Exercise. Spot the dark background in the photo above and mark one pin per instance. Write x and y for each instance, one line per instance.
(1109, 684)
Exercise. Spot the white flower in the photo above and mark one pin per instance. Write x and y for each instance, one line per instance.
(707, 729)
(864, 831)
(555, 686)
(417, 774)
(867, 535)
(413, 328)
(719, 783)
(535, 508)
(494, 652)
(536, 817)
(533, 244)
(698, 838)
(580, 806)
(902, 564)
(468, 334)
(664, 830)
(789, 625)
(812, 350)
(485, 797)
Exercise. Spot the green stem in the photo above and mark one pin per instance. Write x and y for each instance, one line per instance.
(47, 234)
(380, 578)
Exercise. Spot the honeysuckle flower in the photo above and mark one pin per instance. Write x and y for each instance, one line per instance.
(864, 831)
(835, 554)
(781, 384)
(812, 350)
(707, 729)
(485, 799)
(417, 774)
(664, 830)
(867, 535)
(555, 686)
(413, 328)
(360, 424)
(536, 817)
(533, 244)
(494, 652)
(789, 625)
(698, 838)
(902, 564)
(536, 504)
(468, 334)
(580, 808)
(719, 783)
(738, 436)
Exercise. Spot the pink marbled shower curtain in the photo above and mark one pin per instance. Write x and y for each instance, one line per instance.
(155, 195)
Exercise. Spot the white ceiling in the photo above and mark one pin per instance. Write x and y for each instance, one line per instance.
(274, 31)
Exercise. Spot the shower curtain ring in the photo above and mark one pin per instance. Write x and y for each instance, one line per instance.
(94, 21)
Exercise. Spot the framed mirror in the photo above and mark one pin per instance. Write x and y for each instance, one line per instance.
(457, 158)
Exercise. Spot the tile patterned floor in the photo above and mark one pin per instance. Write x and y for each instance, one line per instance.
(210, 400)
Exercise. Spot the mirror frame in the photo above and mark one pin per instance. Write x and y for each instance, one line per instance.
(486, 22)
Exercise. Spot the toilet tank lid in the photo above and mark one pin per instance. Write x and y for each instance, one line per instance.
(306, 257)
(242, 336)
==
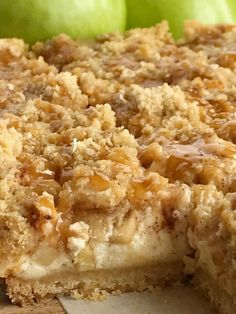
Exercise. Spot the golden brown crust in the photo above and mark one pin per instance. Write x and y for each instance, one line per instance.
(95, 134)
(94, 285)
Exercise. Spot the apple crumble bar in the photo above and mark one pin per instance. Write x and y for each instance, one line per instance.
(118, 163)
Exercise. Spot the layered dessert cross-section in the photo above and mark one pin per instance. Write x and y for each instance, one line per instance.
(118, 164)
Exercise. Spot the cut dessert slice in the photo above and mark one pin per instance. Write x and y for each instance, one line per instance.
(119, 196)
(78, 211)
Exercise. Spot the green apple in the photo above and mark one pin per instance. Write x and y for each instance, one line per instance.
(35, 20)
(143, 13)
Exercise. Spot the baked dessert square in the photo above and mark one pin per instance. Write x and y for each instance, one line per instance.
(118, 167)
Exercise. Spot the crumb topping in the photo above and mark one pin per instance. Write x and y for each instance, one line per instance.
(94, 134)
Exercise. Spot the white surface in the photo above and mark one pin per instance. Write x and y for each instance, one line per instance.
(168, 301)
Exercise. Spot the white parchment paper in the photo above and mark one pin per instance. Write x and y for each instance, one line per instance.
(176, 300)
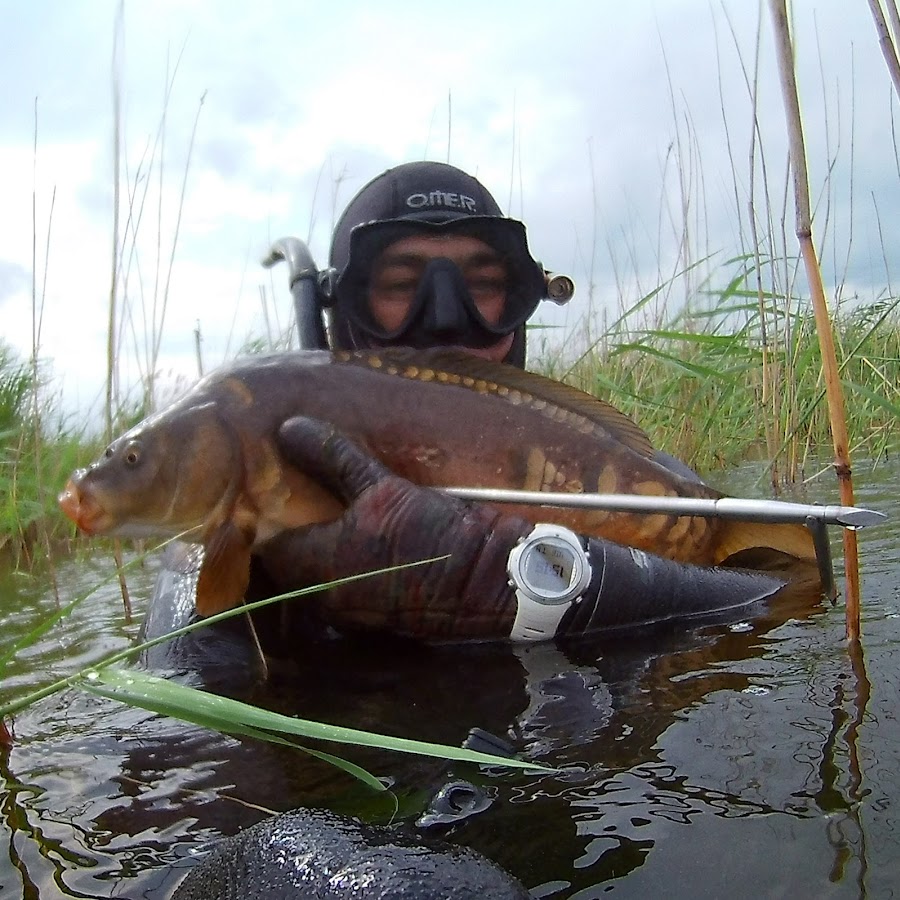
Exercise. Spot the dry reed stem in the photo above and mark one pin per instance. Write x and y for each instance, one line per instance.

● WORK TO COMPLETE:
Present the records from the line with "Exercise. Spot the dark" up to and including the line with "(1109, 684)" as a numbered list, leaving out any blank lines.

● EXPECTED ANSWER:
1. Exercise. Spot the dark background in the photo above and mark one pin per instance. Write x and y for each instance, one line per instance.
2. (1109, 684)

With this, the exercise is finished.